* **Data entries**
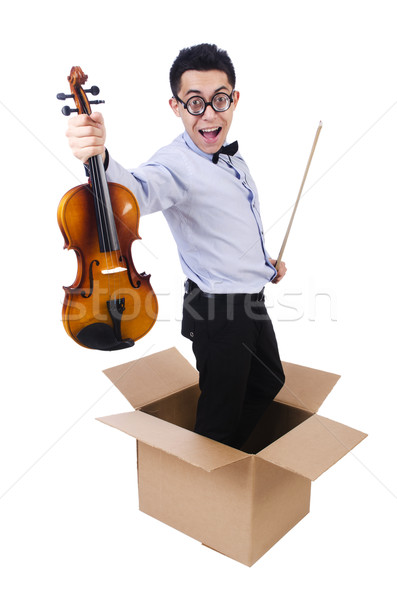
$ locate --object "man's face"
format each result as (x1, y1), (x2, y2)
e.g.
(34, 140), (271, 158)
(170, 70), (239, 154)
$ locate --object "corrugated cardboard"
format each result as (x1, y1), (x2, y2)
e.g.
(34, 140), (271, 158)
(99, 348), (366, 566)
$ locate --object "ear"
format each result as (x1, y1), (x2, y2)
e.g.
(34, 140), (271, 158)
(168, 97), (181, 117)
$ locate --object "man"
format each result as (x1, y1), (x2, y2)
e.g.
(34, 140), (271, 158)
(67, 44), (286, 448)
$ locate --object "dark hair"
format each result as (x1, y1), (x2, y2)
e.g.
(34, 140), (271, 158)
(170, 44), (236, 96)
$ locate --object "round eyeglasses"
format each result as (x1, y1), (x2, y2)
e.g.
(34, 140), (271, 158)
(175, 92), (233, 116)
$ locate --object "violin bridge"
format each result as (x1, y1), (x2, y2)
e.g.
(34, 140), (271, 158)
(101, 267), (127, 275)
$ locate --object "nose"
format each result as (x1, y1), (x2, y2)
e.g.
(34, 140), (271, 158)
(201, 104), (216, 121)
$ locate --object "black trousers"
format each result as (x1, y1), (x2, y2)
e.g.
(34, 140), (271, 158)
(182, 288), (285, 448)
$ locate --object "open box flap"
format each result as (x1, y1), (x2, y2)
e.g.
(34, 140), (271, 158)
(104, 348), (198, 408)
(98, 411), (246, 471)
(257, 415), (367, 481)
(276, 362), (340, 413)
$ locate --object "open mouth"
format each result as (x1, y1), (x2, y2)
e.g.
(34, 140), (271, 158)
(199, 127), (222, 142)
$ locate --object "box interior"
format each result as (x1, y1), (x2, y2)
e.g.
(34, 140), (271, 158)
(140, 384), (312, 454)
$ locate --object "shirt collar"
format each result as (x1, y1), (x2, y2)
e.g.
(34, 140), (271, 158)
(182, 130), (214, 160)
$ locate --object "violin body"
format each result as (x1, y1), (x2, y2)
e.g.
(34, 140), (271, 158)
(58, 67), (158, 350)
(58, 183), (158, 350)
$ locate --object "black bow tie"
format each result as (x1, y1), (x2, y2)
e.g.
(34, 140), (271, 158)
(212, 142), (238, 164)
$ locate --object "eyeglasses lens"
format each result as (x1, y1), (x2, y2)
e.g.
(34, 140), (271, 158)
(187, 93), (231, 115)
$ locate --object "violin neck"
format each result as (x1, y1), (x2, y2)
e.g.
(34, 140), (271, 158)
(89, 154), (120, 252)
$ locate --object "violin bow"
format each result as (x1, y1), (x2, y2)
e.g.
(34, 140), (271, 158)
(275, 121), (323, 271)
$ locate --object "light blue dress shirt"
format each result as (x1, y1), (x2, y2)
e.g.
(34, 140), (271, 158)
(106, 131), (276, 294)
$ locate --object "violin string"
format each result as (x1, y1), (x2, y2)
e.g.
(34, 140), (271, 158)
(91, 157), (113, 300)
(80, 88), (121, 330)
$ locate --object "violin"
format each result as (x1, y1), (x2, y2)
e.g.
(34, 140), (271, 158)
(57, 67), (158, 350)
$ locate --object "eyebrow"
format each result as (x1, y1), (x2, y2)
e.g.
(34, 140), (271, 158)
(185, 85), (228, 96)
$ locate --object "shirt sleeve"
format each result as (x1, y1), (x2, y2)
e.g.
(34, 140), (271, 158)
(106, 155), (187, 216)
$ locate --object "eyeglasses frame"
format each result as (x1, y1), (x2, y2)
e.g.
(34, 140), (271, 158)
(174, 90), (235, 117)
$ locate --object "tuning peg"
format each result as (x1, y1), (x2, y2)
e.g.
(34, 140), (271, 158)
(57, 94), (73, 100)
(84, 85), (100, 96)
(62, 106), (79, 117)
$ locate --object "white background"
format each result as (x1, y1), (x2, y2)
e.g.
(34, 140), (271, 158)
(0, 0), (397, 600)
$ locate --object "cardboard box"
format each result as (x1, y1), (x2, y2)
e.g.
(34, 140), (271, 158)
(99, 348), (366, 566)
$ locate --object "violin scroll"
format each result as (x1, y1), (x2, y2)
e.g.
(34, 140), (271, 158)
(57, 67), (105, 117)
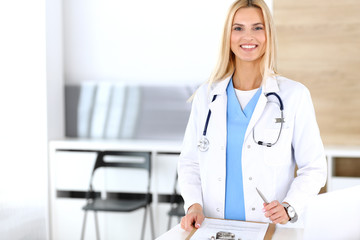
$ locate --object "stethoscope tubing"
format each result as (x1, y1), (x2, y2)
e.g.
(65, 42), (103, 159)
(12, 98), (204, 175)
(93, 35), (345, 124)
(198, 92), (284, 152)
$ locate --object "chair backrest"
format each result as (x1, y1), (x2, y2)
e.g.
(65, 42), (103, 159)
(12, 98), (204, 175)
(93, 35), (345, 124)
(89, 151), (151, 192)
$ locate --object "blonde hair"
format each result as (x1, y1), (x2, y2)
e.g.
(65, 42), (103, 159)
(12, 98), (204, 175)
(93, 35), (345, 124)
(208, 0), (277, 87)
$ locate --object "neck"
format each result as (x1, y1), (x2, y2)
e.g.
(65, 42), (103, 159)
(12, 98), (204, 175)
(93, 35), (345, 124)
(233, 59), (262, 91)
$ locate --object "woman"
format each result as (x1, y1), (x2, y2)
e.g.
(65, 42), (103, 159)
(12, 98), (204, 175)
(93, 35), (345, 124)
(178, 0), (326, 231)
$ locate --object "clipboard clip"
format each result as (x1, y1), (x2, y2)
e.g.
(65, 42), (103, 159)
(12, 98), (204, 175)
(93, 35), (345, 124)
(210, 231), (241, 240)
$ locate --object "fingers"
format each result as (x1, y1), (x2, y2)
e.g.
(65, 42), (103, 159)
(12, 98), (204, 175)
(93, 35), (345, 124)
(180, 212), (205, 231)
(263, 201), (289, 224)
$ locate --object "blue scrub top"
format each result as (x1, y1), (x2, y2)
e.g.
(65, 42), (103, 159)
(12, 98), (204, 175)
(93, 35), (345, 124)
(225, 79), (261, 221)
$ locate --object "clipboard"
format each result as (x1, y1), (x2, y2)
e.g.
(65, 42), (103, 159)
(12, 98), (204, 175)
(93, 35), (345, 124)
(185, 218), (276, 240)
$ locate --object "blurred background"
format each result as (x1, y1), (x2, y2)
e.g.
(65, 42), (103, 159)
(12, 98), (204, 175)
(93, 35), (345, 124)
(0, 0), (360, 239)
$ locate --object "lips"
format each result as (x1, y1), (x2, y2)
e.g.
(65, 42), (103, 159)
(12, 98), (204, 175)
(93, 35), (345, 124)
(240, 44), (258, 50)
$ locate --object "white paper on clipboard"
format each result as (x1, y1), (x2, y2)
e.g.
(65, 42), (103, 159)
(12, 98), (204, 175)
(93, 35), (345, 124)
(190, 218), (269, 240)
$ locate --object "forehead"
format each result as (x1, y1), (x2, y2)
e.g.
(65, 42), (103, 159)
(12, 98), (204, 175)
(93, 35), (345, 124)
(233, 7), (264, 24)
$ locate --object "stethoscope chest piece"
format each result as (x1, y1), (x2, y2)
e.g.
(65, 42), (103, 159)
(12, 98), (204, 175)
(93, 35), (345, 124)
(198, 135), (209, 152)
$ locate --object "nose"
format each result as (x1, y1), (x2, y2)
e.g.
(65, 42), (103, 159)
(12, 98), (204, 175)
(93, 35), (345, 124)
(243, 29), (254, 41)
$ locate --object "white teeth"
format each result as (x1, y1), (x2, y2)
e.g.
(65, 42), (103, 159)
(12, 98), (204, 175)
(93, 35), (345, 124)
(241, 45), (256, 48)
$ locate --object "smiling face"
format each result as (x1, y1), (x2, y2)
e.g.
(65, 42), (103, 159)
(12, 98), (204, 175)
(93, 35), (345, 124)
(230, 7), (266, 64)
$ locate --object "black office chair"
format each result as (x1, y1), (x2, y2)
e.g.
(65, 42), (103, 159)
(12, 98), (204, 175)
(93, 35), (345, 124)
(168, 174), (185, 230)
(81, 151), (155, 239)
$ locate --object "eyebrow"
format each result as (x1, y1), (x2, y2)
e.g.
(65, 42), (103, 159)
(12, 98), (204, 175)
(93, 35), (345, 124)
(233, 23), (264, 27)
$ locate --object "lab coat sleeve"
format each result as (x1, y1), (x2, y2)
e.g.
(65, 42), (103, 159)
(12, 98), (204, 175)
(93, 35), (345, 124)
(178, 91), (203, 212)
(284, 86), (327, 218)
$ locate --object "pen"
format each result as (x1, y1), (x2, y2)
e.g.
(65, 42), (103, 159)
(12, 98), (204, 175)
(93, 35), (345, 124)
(256, 188), (269, 204)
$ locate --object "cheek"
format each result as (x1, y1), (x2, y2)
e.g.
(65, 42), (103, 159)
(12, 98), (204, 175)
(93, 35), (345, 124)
(230, 34), (239, 50)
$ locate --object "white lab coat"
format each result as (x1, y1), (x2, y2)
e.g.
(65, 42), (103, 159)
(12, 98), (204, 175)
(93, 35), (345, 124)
(178, 76), (327, 225)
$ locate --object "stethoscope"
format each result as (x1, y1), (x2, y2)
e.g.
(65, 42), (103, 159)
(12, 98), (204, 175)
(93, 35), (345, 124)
(198, 92), (285, 152)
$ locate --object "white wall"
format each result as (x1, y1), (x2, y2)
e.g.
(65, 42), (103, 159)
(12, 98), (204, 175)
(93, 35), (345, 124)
(64, 0), (272, 86)
(0, 0), (48, 239)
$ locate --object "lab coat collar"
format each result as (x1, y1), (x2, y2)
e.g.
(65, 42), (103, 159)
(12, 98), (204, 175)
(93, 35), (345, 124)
(210, 75), (280, 99)
(263, 76), (280, 94)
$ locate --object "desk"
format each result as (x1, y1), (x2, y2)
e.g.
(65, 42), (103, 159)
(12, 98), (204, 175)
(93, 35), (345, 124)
(156, 224), (304, 240)
(49, 139), (182, 240)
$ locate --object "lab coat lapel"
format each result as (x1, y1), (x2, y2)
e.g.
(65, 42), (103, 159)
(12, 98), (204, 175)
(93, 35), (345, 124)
(245, 77), (279, 139)
(245, 92), (267, 139)
(209, 77), (230, 146)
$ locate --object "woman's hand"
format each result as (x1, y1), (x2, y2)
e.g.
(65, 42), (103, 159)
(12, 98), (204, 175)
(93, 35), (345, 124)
(181, 203), (205, 232)
(263, 200), (290, 224)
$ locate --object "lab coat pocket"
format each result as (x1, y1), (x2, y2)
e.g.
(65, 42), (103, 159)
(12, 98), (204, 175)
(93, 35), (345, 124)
(263, 128), (292, 166)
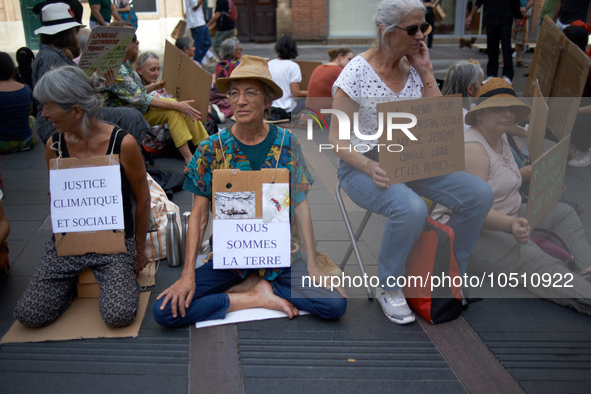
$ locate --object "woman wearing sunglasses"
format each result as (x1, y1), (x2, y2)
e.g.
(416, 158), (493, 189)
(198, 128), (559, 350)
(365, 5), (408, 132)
(329, 0), (493, 324)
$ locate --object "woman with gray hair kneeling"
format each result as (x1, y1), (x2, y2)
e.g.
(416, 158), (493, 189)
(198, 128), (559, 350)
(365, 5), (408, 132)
(152, 55), (347, 327)
(15, 66), (150, 327)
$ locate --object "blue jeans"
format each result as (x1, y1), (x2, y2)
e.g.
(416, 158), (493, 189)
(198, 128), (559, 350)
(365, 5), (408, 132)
(337, 163), (493, 289)
(152, 259), (347, 327)
(191, 25), (211, 64)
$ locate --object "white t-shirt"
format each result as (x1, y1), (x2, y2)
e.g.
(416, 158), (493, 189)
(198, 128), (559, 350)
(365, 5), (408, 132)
(185, 0), (205, 29)
(268, 59), (302, 112)
(332, 55), (423, 148)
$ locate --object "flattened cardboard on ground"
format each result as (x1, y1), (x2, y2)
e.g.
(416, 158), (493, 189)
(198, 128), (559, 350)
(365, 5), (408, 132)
(377, 95), (465, 184)
(170, 19), (187, 40)
(49, 155), (127, 256)
(0, 292), (150, 343)
(162, 40), (212, 119)
(527, 80), (548, 161)
(294, 60), (322, 90)
(78, 26), (135, 77)
(211, 168), (289, 218)
(525, 137), (570, 229)
(523, 16), (567, 97)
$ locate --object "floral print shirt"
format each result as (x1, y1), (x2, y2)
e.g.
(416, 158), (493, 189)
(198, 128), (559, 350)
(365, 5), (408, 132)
(105, 61), (154, 114)
(183, 125), (314, 280)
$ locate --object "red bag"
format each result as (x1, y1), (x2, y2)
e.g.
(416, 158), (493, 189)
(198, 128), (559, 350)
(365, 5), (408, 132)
(404, 218), (462, 324)
(228, 0), (238, 21)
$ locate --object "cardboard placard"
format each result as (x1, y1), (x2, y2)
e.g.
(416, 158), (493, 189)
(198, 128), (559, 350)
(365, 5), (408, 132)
(212, 168), (291, 269)
(523, 16), (566, 97)
(78, 26), (135, 77)
(211, 168), (289, 218)
(162, 40), (212, 119)
(170, 19), (187, 40)
(294, 60), (322, 90)
(525, 137), (570, 229)
(49, 155), (127, 256)
(527, 81), (548, 161)
(377, 95), (465, 184)
(0, 292), (150, 343)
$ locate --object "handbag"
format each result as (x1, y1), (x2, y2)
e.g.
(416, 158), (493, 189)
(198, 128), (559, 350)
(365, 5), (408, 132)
(146, 173), (181, 261)
(404, 217), (462, 324)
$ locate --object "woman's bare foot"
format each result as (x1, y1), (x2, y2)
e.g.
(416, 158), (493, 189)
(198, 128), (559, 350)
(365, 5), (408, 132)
(252, 280), (300, 319)
(226, 271), (261, 294)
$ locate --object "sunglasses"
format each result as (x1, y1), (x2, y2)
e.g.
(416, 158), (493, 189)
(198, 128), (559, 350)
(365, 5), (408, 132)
(394, 22), (432, 36)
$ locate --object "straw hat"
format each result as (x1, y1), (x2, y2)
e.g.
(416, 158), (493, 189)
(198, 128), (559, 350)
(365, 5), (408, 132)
(215, 55), (283, 99)
(35, 3), (85, 36)
(466, 78), (530, 126)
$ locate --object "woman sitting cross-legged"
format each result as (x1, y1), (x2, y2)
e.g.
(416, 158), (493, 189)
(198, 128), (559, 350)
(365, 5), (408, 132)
(153, 55), (347, 327)
(15, 66), (150, 327)
(105, 31), (208, 164)
(433, 78), (591, 315)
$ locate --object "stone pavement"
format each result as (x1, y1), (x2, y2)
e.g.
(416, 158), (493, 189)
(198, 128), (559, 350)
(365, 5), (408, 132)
(0, 43), (591, 393)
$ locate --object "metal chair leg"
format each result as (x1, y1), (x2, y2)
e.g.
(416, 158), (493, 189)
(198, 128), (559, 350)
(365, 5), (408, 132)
(335, 182), (373, 300)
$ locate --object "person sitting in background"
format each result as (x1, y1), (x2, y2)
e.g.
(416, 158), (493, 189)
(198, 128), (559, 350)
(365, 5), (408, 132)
(209, 37), (242, 123)
(269, 36), (308, 120)
(105, 31), (208, 164)
(306, 48), (355, 112)
(441, 61), (484, 131)
(440, 78), (591, 315)
(135, 52), (172, 154)
(0, 52), (35, 153)
(14, 66), (150, 327)
(174, 37), (201, 67)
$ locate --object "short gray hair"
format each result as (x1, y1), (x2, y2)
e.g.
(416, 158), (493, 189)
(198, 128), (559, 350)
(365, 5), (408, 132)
(441, 61), (484, 110)
(33, 66), (105, 136)
(373, 0), (426, 53)
(220, 37), (240, 60)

* **Problem statement**
Gather every line of the records that contains the string "coat", copying each one in full.

* **Completed task**
$ locate --object "lab coat sleeve"
$ locate --object "white lab coat"
$ locate --object "lab coat collar"
$ locate --object "lab coat lapel"
$ locate --object "lab coat pocket"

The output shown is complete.